What is being asked: Could you repeat all of the entries below, character for character?

Saved entries

□ □ □ □ □ □ □

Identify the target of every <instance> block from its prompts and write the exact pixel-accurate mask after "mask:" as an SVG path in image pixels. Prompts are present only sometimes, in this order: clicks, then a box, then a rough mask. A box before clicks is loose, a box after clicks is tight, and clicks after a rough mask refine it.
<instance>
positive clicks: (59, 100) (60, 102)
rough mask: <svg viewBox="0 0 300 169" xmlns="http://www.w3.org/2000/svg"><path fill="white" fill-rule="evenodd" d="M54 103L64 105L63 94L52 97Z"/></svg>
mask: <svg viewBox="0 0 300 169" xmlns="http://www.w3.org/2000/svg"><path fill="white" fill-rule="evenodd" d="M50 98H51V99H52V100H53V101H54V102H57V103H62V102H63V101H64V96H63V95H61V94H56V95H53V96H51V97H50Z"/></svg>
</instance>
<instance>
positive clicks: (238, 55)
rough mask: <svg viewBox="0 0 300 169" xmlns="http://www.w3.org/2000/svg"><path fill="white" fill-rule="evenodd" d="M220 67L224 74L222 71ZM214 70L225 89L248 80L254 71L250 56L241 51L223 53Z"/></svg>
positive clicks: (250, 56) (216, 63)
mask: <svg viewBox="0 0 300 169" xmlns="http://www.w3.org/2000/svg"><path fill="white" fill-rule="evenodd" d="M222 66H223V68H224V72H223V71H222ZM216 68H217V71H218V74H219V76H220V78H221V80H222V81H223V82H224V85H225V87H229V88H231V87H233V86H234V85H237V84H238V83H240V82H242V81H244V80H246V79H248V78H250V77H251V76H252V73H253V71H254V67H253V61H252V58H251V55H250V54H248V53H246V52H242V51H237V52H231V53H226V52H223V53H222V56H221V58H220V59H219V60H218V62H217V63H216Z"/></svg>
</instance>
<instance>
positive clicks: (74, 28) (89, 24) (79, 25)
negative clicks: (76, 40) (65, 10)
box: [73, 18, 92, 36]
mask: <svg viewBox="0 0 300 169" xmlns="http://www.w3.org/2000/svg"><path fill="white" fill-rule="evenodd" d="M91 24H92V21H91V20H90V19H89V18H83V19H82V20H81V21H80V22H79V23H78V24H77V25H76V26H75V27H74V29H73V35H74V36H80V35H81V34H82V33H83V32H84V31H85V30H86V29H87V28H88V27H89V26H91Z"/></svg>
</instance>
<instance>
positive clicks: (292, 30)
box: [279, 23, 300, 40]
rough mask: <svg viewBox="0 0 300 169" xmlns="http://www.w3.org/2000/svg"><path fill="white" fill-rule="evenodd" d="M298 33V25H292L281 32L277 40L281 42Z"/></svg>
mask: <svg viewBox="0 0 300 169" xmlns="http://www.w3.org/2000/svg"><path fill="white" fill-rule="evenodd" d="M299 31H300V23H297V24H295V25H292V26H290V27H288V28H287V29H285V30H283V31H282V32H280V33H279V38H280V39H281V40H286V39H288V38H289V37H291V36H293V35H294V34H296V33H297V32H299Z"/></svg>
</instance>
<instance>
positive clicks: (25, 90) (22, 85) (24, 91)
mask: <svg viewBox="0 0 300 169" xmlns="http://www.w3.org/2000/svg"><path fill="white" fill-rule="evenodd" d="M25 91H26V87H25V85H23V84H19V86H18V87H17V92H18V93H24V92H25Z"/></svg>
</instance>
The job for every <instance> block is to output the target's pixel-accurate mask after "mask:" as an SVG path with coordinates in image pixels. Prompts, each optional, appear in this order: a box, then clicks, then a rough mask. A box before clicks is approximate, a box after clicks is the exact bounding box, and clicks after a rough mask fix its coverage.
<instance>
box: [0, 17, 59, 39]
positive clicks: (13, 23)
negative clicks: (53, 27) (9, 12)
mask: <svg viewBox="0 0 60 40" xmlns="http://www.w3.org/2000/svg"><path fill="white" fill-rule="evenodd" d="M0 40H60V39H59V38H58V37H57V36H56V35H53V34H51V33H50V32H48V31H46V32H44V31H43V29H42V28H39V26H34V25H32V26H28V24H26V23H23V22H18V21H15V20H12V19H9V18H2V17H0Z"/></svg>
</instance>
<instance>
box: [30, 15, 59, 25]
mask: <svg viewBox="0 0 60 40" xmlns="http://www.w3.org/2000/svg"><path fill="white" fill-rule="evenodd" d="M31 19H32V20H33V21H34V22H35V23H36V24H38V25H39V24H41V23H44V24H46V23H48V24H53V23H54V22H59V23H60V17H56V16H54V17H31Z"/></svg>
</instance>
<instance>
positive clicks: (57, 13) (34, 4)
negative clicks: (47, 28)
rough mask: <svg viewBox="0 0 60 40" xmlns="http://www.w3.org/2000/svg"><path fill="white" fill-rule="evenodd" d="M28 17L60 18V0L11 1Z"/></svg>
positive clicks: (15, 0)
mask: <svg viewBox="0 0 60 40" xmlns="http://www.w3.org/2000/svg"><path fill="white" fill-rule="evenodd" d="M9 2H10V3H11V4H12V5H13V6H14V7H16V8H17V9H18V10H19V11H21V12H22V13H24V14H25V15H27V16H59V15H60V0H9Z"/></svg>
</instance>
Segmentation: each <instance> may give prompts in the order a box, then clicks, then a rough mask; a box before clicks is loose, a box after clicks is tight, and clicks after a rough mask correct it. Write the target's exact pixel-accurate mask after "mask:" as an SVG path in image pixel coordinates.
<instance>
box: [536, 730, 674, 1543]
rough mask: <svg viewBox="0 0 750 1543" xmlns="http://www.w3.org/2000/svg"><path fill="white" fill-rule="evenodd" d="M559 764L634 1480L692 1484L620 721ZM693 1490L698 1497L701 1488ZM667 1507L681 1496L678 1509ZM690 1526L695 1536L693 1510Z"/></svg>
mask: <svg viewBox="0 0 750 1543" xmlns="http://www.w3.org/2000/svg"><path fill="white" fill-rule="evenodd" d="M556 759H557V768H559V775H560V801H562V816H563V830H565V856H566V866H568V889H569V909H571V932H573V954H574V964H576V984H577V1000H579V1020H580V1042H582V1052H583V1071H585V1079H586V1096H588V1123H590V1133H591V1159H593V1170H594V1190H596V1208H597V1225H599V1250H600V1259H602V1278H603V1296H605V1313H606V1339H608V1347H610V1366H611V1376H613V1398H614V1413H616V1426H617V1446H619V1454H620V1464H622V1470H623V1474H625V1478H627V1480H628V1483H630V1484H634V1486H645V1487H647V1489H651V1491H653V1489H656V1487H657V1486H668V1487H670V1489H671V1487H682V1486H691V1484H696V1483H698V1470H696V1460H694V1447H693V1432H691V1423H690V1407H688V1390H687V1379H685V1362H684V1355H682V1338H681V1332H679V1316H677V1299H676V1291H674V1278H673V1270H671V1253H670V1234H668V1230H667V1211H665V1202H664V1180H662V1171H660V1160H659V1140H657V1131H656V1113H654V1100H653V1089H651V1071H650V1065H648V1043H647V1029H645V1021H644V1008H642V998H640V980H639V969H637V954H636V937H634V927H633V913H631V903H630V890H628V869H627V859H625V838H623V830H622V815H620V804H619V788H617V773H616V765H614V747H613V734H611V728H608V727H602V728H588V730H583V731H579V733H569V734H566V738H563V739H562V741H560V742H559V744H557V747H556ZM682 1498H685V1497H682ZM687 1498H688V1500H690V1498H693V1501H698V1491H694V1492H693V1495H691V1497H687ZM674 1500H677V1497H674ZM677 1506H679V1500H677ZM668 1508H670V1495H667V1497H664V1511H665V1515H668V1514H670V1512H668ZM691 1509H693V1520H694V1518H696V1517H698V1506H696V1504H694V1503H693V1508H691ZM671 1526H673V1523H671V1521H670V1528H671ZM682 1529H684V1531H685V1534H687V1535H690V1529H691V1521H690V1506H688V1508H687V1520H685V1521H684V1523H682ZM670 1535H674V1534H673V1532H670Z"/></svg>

□ □ □ □ □ □ □

Result of the task:
Identify the target of every <instance> block from its prompts and write the exact pixel-accurate mask after "mask:" as an SVG path in image pixels. Prompts are present only sometimes, in this order: clicks, then a box, then a rough mask. A box before clicks is loose, a box after clicks is tight, and clicks after a rough mask refine it.
<instance>
positive clicks: (59, 100) (60, 102)
rough mask: <svg viewBox="0 0 300 169" xmlns="http://www.w3.org/2000/svg"><path fill="white" fill-rule="evenodd" d="M54 103L64 105L63 94L52 97Z"/></svg>
mask: <svg viewBox="0 0 300 169" xmlns="http://www.w3.org/2000/svg"><path fill="white" fill-rule="evenodd" d="M50 98H51V99H52V100H53V101H54V102H57V103H62V102H63V101H64V96H63V95H61V94H56V95H53V96H51V97H50Z"/></svg>
</instance>
<instance>
positive clicks: (238, 55)
rough mask: <svg viewBox="0 0 300 169" xmlns="http://www.w3.org/2000/svg"><path fill="white" fill-rule="evenodd" d="M220 67L224 74L222 71ZM214 70L225 89L248 80L254 71L250 56L241 51L223 53Z"/></svg>
positive clicks: (250, 56) (216, 63)
mask: <svg viewBox="0 0 300 169" xmlns="http://www.w3.org/2000/svg"><path fill="white" fill-rule="evenodd" d="M222 66H223V68H224V72H223V71H222ZM216 68H217V71H218V74H219V76H220V78H221V80H222V81H223V82H224V85H225V87H229V88H231V87H233V86H234V85H237V84H238V83H240V82H242V81H244V80H246V79H248V78H250V77H251V76H252V73H253V71H254V67H253V61H252V58H251V55H250V54H248V53H246V52H242V51H237V52H231V53H226V52H223V53H222V56H221V58H220V59H219V60H218V62H217V63H216Z"/></svg>
</instance>
<instance>
positive clicks: (74, 28) (89, 24) (79, 25)
negative clicks: (76, 40) (65, 10)
box: [73, 18, 92, 36]
mask: <svg viewBox="0 0 300 169" xmlns="http://www.w3.org/2000/svg"><path fill="white" fill-rule="evenodd" d="M91 24H92V21H91V20H90V19H89V18H83V19H82V20H81V21H80V22H79V23H78V24H77V25H76V26H75V27H74V29H73V35H74V36H80V35H81V34H82V33H83V32H84V31H85V30H86V29H87V28H88V27H89V26H91Z"/></svg>
</instance>
<instance>
positive clicks: (292, 30)
box: [279, 23, 300, 40]
rough mask: <svg viewBox="0 0 300 169" xmlns="http://www.w3.org/2000/svg"><path fill="white" fill-rule="evenodd" d="M298 33V25H292L281 32L277 40L281 42Z"/></svg>
mask: <svg viewBox="0 0 300 169" xmlns="http://www.w3.org/2000/svg"><path fill="white" fill-rule="evenodd" d="M299 31H300V23H297V24H295V25H292V26H290V27H288V28H287V29H285V30H283V31H282V32H280V33H279V38H280V39H281V40H286V39H288V38H289V37H291V36H293V35H294V34H296V33H297V32H299Z"/></svg>
</instance>
<instance>
positive clicks: (25, 90) (22, 85) (24, 91)
mask: <svg viewBox="0 0 300 169" xmlns="http://www.w3.org/2000/svg"><path fill="white" fill-rule="evenodd" d="M25 91H26V87H25V85H23V84H19V86H18V87H17V92H18V93H24V92H25Z"/></svg>
</instance>
The job for every <instance> block is to output the target's pixel-accurate mask after "mask:" as an SVG path with coordinates in image pixels. Prompts, each optional, appear in this order: a box, then clicks, then a rough mask. A box before clicks is approximate, a box after clicks is the exact bounding box, and clicks after a rough mask fix its coverage.
<instance>
box: [0, 17, 59, 39]
positive clicks: (13, 23)
negative clicks: (53, 27) (9, 12)
mask: <svg viewBox="0 0 60 40" xmlns="http://www.w3.org/2000/svg"><path fill="white" fill-rule="evenodd" d="M0 40H60V39H59V38H58V37H57V36H56V35H53V34H51V33H50V32H48V31H46V32H44V31H43V29H42V28H39V26H34V25H32V26H28V24H26V23H23V22H18V21H15V20H12V19H9V18H2V17H0Z"/></svg>
</instance>
<instance>
box: [30, 15, 59, 25]
mask: <svg viewBox="0 0 60 40" xmlns="http://www.w3.org/2000/svg"><path fill="white" fill-rule="evenodd" d="M31 19H32V20H33V21H34V22H35V23H36V24H38V25H39V24H41V23H44V24H46V23H48V24H53V23H54V22H59V23H60V17H56V16H54V17H31Z"/></svg>
</instance>
<instance>
positive clicks: (57, 13) (34, 4)
negative clicks: (47, 28)
rough mask: <svg viewBox="0 0 60 40" xmlns="http://www.w3.org/2000/svg"><path fill="white" fill-rule="evenodd" d="M28 17L60 18V0L11 1Z"/></svg>
positive clicks: (15, 0)
mask: <svg viewBox="0 0 60 40" xmlns="http://www.w3.org/2000/svg"><path fill="white" fill-rule="evenodd" d="M9 2H10V3H11V4H12V5H13V6H14V7H16V8H17V9H18V10H19V11H21V12H22V13H24V14H25V15H27V16H59V15H60V0H9Z"/></svg>
</instance>
Segmentation: each <instance> may give prompts in the order a box, then clicks, then a rough mask; a box before clicks is loose, a box after clicks is tight, and clicks after a rough mask correct it. Write the target's exact pixel-accurate mask after "mask:" as an SVG path in image pixel coordinates.
<instance>
box: [536, 730, 674, 1543]
rough mask: <svg viewBox="0 0 750 1543" xmlns="http://www.w3.org/2000/svg"><path fill="white" fill-rule="evenodd" d="M559 764L634 1480L692 1484L620 721ZM693 1490L698 1497L701 1488ZM667 1507L681 1496L678 1509ZM690 1526L695 1536L693 1510Z"/></svg>
mask: <svg viewBox="0 0 750 1543" xmlns="http://www.w3.org/2000/svg"><path fill="white" fill-rule="evenodd" d="M556 759H557V768H559V775H560V801H562V816H563V830H565V856H566V866H568V889H569V909H571V932H573V954H574V964H576V984H577V1000H579V1020H580V1042H582V1052H583V1071H585V1079H586V1096H588V1123H590V1133H591V1159H593V1170H594V1190H596V1208H597V1225H599V1250H600V1259H602V1278H603V1296H605V1313H606V1339H608V1347H610V1366H611V1376H613V1398H614V1413H616V1426H617V1446H619V1454H620V1464H622V1470H623V1474H625V1478H627V1480H628V1483H630V1484H634V1486H645V1487H647V1489H651V1491H653V1489H656V1487H657V1486H668V1487H670V1489H671V1487H682V1486H691V1484H696V1483H698V1470H696V1460H694V1447H693V1432H691V1423H690V1407H688V1390H687V1379H685V1362H684V1355H682V1338H681V1332H679V1316H677V1299H676V1291H674V1278H673V1270H671V1253H670V1234H668V1230H667V1211H665V1202H664V1180H662V1171H660V1160H659V1140H657V1131H656V1113H654V1100H653V1089H651V1071H650V1065H648V1043H647V1029H645V1021H644V1008H642V998H640V980H639V969H637V954H636V937H634V927H633V913H631V903H630V890H628V869H627V859H625V838H623V830H622V815H620V804H619V788H617V773H616V765H614V747H613V734H611V728H608V727H602V728H588V730H583V731H579V733H569V734H566V738H563V739H562V741H560V742H559V744H557V747H556ZM682 1498H685V1497H682ZM687 1498H688V1500H690V1498H693V1501H698V1491H694V1492H693V1495H691V1497H687ZM674 1500H677V1497H674ZM677 1506H679V1500H677ZM668 1508H670V1495H667V1497H664V1511H665V1515H668V1514H670V1512H668ZM691 1509H693V1520H694V1518H696V1517H698V1506H696V1504H694V1503H693V1508H691ZM671 1526H673V1523H671V1521H670V1528H671ZM682 1529H684V1531H685V1534H687V1535H690V1529H691V1521H690V1506H688V1508H687V1520H685V1521H684V1523H682ZM670 1535H674V1534H673V1532H670Z"/></svg>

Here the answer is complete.